■ EXERCISE PASSAGE ■
--- START ---

Additionally, through the Fair Labor Standards Act (FLSA), some employers and employees can negotiate and prearrange expenses mutually so that adoption and placement expenses are prepaid. Hatch tells of a recent District Court of Appeals ruling that clarified the role of employees who initiate “proceedings or inquiries” (Hatch, 2005, p. 12) with their employers relative to ERISA matters. Mental Health is also a protected classification under ERISA in health plans that offer mental health coverage. The goal is parity, so there are lifetime dollar amount limits placed on surgical procedures and catastrophic instances. In any case, this does not include treatment that one might receive from having chemical or other drug or substance abuse problems.
It can be daunting for company compliance officers to administer ERISA. Numerous pamphlets, web sites, and meaningful publications exist, as sponsored by the federal government, to assist businesses with fulfilling their obligations to their employees and their responsibilities to law. The long list of protected people groups increase as situations cause them into being. For example, ERISA is concerned with the continuation of employment benefits for those who await deployment to the current global military conflicts in which we are engaging in Afghanistan and Iraq. ERISA educates employers how to advise reservist employees whose health care (and that of their dependent family members) transfer to the U. S. military following a suitable time of active duty.

--- END ---

■ EXERCISES TO COMPLETE ■
**1.** Reproduce the ERISA passage starting with "Additionally, through the" and going on through "substance abuse problems.", putting "equality" in place of "parity".
**2.** Pick up the ERISA passage after its final sentence and extend it.

■ DATA TO EXAMINE ■
--- START ---

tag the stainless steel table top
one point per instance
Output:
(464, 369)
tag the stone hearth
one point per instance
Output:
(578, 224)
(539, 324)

--- END ---

■ TASK ANSWERS ■
**1.**
Additionally, through the Fair Labor Standards Act (FLSA), some employers and employees can negotiate and prearrange expenses mutually so that adoption and placement expenses are prepaid. Hatch tells of a recent District Court of Appeals ruling that clarified the role of employees who initiate “proceedings or inquiries” (Hatch, 2005, p. 12) with their employers relative to ERISA matters. Mental Health is also a protected classification under ERISA in health plans that offer mental health coverage. The goal is equality, so there are lifetime dollar amount limits placed on surgical procedures and catastrophic instances. In any case, this does not include treatment that one might receive from having chemical or other drug or substance abuse problems.

**2.**
Finally, women became a class of protection, as many women undergo radical mastectomies because of cancer. Their surgeries and their ensuing reconstructions disallow exclusion under the ERISA statute.
As a way of wrapping up ERISA’s link with health care, this comment suffices:
Proponents of ERISA had little inkling that this law would become a major factor in shaping the US health care delivery system. ERISA became a pivotal piece of legislation because, to a large extent, it prevented states from regulating the activities of employee health benefit plans (Hellinger & Young, 2005, p. 218).
If instruction from the past informs the future, we can expect ERISA to reform through future regulations. For instance, if the United States enacts any form of national health care, there is no way that ERISA can be unaffected. As Americans’ life expectancies continue to lengthen, their retirement needs will be more important and require careful approaches to the setup and nurturing of group plans.
ERISA can ill afford to go away. Its tasks of monitoring employee benefits on behalf of millions of people are too important to toss away. We can expect, however, to see future ERISA mandates enacted to ensure fiscal integrity between labor and management.
References
Borzi, P. (2008). There’s “private” and then there’s “private”: ERISA, its impact, and options for reform. Journal of Law, Medicine & Ethics, 15(4). 669-678.
Cattan, P. (1991). Child-care problems: An obstacle to work.” Monthly Labor Review, 114(10), 3-9.
Elrod, L. (2007). A review of the year in family law: ERISA, jurisdiction, and third-party cases multiply. Family Law Quarterly, 40(4), 545-590.
Feller, M. (2006). ERISA’S impact of state health policy. State Legislatures, 32(5), 21.
Hatch, D., Hall, J., & Kobata, M. (2005). ERISA provisions protect HR director.Workforce Management, 84(6), 12.
Hellinger, F., & Young, G. (2005). Health plan liability and ERISA: The expanding scope of state legislation. American Journal of Public Health, 95(2), 217-223.
Steifel, J. (2007). ERISA preemption of chapter 58: The future of the “pay or play” model of healthcare legislation. American Journal of Law, Medicine & Ethics, 33(4), 683-701.